= Text under study =
When version 2 of the CMS Design system was released, Medicare, Healthcare, and the CMS Design System each had different components, styles, and guidance. The concept of child design systems supported this need to have differing components, guidance and styles as well as more autonomy at the Medicare and Healthcare level.

Current state of the CMS Design System 

If we look at how our design system family is set up we can see how CMS is currently working and thinking about design systems. 

CMS is designing and building products in 3 and soon to be 4 separate design systems and there is a lot of similarity between these systems that could be consolidated. This siloed approach is not the ideal state, and we’ve experienced many pain points because of it.

The current siloed setup results in duplication of components, guidance, and styles. This leads to updating the same UI component 3 times over for each design system as well as verifying guidance across many different sites both in GitHub and the InVision Design System Manager. 

Having documentation and guidance in two separate places also splits our users into 2 separate camps: design and development. This is not a good approach to facilitate a consistent and unified approach of how to use the design system.

= Given information =
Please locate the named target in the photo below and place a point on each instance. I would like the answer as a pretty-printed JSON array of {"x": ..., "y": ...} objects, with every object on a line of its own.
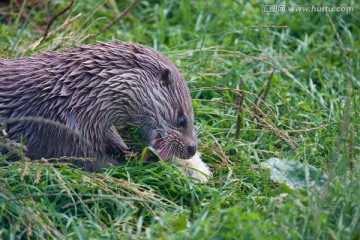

= What to do =
1. Per the CMS Design System text, how many times over does the siloed setup require the same UI component to be updated?
2. Please retype the part of the CMS Design System text that begins at the words "CMS is designing" and stops after the words "because of it.".

= Solutions for each task =
1. Three times over, once for each design system.

2.
CMS is designing and building products in 3 and soon to be 4 separate design systems and there is a lot of similarity between these systems that could be consolidated. This siloed approach is not the ideal state, and we’ve experienced many pain points because of it.